• [Dataset excerpts on object pointing]
■ ■ ■ ■

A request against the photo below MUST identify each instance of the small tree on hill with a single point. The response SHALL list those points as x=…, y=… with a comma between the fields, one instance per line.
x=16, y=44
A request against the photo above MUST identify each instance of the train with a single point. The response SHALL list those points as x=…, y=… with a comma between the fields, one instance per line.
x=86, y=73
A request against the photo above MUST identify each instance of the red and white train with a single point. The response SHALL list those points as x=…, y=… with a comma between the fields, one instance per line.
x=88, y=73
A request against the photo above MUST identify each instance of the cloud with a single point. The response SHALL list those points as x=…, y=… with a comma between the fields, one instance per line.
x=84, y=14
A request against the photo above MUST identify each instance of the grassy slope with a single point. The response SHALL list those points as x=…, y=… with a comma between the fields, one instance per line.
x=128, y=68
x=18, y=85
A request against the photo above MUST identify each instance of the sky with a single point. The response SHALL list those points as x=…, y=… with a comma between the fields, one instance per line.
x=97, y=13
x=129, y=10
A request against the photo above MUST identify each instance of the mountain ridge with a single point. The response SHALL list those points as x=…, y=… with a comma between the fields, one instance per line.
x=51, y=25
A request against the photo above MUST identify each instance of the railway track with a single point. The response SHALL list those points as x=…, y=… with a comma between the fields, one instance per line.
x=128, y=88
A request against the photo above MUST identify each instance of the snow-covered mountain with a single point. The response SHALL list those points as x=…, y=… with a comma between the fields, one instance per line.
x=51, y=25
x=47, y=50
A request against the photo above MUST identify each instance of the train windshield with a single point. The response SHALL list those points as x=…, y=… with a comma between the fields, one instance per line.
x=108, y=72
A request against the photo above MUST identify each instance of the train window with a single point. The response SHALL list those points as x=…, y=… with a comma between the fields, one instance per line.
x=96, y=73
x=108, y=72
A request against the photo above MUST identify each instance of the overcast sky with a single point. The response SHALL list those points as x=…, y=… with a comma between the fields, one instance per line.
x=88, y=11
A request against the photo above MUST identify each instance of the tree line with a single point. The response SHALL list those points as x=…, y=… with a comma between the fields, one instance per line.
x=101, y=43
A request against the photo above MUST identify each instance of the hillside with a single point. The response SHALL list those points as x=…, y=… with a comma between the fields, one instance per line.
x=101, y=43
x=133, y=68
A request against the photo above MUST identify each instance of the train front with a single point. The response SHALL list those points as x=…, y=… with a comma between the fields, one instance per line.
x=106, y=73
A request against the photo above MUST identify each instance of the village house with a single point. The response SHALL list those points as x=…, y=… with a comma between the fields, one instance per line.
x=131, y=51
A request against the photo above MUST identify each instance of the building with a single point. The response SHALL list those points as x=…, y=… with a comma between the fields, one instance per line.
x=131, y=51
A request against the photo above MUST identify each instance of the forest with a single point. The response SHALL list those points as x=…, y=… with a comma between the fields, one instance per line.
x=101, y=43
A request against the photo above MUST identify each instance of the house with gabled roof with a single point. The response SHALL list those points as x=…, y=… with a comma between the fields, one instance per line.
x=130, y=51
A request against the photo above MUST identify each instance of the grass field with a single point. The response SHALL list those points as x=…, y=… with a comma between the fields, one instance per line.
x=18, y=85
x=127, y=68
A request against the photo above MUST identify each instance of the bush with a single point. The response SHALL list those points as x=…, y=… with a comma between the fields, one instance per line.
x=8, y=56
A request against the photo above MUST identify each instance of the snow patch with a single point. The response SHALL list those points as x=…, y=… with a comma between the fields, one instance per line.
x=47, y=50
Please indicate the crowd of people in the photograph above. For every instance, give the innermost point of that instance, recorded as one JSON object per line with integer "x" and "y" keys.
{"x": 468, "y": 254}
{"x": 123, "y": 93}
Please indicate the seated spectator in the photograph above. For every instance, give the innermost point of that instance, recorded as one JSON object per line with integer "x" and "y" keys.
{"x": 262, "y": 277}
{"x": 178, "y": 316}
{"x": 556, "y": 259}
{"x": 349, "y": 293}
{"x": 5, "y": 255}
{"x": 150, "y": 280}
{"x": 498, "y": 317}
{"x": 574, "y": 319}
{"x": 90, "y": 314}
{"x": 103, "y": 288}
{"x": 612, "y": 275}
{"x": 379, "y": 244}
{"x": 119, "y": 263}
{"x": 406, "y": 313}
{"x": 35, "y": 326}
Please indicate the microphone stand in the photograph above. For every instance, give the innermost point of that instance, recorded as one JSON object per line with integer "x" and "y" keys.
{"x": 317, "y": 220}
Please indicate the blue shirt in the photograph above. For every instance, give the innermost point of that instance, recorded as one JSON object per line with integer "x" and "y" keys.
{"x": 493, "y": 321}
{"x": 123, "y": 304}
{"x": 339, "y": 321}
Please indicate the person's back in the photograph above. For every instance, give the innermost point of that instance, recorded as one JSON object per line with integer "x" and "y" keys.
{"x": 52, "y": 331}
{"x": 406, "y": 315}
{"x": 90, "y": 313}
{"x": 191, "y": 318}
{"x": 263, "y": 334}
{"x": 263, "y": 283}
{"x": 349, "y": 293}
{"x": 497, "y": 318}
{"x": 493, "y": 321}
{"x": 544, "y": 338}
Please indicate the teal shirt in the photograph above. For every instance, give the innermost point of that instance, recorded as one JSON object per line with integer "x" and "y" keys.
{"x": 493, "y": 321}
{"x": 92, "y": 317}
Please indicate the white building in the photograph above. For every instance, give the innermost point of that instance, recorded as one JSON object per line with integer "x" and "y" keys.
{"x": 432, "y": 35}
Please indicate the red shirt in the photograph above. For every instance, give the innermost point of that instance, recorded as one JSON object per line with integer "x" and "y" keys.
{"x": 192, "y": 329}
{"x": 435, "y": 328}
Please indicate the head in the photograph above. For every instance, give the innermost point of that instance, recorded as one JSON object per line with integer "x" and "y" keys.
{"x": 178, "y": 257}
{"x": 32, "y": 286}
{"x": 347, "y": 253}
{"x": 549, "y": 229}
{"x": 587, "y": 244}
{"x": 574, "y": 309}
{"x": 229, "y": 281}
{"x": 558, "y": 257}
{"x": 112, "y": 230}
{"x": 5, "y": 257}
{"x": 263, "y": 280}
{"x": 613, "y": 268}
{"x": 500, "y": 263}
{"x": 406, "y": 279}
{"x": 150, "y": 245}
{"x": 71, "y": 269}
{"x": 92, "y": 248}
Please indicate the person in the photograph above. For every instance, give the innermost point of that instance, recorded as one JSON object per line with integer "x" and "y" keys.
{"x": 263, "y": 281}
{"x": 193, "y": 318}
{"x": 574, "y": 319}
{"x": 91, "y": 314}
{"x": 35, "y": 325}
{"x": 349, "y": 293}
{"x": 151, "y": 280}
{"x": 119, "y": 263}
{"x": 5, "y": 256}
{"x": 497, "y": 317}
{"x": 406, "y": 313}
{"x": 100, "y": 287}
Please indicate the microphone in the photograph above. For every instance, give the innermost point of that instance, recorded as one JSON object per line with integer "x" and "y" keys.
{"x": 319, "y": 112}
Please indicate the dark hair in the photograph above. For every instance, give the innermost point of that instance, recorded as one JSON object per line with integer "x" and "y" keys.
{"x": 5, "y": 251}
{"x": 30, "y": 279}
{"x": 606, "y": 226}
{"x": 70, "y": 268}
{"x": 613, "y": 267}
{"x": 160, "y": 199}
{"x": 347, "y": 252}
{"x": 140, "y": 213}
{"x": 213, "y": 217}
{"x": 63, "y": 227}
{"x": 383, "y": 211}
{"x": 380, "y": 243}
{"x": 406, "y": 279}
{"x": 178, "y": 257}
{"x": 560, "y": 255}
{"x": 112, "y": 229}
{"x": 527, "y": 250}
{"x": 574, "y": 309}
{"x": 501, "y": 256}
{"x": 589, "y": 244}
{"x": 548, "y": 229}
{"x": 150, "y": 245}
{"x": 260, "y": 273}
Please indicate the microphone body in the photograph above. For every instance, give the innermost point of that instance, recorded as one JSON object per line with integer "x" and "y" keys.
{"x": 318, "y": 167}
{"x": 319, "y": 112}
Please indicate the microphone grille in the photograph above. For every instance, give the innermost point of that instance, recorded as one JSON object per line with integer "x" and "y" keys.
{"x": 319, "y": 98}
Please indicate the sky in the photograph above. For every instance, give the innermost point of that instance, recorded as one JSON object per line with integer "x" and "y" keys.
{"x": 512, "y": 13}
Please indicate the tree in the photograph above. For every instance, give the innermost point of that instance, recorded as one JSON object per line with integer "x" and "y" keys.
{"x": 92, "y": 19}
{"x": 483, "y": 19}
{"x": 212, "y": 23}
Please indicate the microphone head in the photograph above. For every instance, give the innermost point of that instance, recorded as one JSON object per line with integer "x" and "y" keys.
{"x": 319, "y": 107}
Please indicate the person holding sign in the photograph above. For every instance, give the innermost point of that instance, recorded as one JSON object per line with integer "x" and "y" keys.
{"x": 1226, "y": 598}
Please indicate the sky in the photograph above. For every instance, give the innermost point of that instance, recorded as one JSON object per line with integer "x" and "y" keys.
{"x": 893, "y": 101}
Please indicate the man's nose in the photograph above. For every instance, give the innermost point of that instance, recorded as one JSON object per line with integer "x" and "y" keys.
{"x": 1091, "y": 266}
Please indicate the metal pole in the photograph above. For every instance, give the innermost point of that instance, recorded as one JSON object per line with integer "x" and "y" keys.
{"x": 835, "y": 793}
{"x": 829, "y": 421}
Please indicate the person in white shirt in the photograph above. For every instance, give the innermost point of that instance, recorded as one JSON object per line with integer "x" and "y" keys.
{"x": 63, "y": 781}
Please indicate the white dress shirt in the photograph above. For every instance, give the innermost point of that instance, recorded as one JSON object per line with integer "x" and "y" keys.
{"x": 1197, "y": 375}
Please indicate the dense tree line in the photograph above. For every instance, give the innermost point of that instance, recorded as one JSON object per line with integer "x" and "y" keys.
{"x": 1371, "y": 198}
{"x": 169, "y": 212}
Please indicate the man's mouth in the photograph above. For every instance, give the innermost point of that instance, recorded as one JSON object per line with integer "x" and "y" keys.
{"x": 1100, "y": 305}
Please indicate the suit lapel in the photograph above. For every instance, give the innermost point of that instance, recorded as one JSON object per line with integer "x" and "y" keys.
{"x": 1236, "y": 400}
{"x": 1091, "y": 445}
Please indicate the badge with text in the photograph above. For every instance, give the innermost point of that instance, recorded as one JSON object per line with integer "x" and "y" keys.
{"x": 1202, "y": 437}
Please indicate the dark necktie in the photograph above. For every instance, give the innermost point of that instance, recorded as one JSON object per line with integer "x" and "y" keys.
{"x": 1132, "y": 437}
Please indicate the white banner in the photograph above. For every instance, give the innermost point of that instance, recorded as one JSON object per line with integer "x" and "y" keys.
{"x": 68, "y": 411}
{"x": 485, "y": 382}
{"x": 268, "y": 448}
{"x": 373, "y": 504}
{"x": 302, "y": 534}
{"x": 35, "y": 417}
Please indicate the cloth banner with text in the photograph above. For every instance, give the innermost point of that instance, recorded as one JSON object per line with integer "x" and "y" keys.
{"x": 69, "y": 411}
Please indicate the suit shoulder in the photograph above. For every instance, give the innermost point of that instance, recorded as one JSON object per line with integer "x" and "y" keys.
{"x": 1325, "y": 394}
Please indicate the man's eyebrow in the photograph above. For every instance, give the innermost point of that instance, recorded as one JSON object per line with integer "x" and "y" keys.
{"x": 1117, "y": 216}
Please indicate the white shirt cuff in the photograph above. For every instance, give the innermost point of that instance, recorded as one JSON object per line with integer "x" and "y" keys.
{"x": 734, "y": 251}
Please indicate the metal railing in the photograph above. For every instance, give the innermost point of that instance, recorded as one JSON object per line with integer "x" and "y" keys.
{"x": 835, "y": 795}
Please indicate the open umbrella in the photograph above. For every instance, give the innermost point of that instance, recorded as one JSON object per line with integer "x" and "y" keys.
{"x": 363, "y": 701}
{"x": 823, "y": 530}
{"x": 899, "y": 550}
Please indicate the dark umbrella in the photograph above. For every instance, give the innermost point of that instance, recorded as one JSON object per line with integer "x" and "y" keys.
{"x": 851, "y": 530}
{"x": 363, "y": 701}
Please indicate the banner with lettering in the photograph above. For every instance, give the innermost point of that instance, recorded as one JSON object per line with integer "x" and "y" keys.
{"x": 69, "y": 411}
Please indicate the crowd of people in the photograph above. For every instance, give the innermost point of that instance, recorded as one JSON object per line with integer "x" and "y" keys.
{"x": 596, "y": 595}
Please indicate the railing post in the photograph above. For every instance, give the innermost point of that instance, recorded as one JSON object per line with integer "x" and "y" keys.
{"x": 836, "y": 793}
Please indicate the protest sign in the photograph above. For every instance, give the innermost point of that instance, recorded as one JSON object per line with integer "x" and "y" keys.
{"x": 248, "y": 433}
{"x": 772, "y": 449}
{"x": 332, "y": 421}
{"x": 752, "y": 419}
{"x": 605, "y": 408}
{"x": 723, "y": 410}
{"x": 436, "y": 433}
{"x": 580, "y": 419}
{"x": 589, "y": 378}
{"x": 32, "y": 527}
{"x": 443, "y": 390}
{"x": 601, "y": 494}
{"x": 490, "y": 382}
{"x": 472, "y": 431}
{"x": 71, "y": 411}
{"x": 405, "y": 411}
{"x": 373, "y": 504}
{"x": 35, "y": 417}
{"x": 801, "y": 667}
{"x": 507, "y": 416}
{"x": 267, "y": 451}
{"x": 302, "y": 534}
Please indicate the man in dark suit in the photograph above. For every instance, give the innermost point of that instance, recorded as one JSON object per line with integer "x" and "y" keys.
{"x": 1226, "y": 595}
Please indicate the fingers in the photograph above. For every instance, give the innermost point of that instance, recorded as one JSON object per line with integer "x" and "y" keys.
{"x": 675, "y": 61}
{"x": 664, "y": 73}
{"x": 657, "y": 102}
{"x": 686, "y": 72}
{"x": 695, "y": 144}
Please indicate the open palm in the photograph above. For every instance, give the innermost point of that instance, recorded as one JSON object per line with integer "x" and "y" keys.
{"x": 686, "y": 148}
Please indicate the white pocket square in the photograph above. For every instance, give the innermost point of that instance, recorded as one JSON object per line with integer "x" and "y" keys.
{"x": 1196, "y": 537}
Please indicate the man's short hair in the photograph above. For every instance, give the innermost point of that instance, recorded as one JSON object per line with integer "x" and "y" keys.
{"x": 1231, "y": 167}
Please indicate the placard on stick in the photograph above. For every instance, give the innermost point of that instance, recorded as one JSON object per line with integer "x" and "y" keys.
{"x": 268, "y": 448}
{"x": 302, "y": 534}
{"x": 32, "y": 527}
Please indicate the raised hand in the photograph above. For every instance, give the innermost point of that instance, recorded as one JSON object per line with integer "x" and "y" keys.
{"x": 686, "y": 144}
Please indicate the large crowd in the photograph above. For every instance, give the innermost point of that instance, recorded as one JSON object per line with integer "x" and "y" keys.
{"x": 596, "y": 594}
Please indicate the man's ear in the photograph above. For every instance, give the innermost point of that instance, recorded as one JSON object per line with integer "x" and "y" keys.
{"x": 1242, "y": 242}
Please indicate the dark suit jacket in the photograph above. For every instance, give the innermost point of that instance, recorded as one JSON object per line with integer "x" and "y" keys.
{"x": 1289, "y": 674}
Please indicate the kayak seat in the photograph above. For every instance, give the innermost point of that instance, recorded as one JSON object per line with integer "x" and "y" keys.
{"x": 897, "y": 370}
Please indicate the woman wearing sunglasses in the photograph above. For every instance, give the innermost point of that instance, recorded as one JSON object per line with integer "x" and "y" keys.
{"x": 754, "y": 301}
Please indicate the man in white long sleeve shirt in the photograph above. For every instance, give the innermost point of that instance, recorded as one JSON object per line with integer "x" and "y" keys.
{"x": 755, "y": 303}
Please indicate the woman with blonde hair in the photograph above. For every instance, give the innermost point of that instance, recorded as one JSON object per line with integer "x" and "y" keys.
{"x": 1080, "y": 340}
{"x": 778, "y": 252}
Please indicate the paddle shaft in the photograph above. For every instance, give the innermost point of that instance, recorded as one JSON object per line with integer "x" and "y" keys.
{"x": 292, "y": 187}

■ ■ ■ ■

• [Task] In the records above, locate the line that contains "Please indicate the kayak". Repeat it and every line after it, exactly, and nothing else.

• [Correct output]
Please indicate the kayak seat in the photograph above. For every instance, give the innermost point of that instance, recorded as one JSON object per line with integer "x" and "y" keys.
{"x": 897, "y": 370}
Please indicate the woman wearing sunglasses in the photograph above. For every instance, give the innermost point of that instance, recorded as one JSON object per line with integer "x" and "y" keys.
{"x": 754, "y": 301}
Please indicate the man in white long sleeve shirt in the photograph above. For every instance, give the innermost point of that instance, recorded as one JSON object per line with integer "x" and "y" keys.
{"x": 755, "y": 303}
Please indicate the woman with blonde hair in the photograph above. For every instance, give the innermost point of that instance, recorded as one JSON object per line with integer "x" and "y" keys.
{"x": 1080, "y": 340}
{"x": 778, "y": 252}
Please indicate the paddle shaft in the photograph above. For every instance, give the innermost point of that instance, recorded as one JSON object per line with integer "x" and "y" keys.
{"x": 292, "y": 187}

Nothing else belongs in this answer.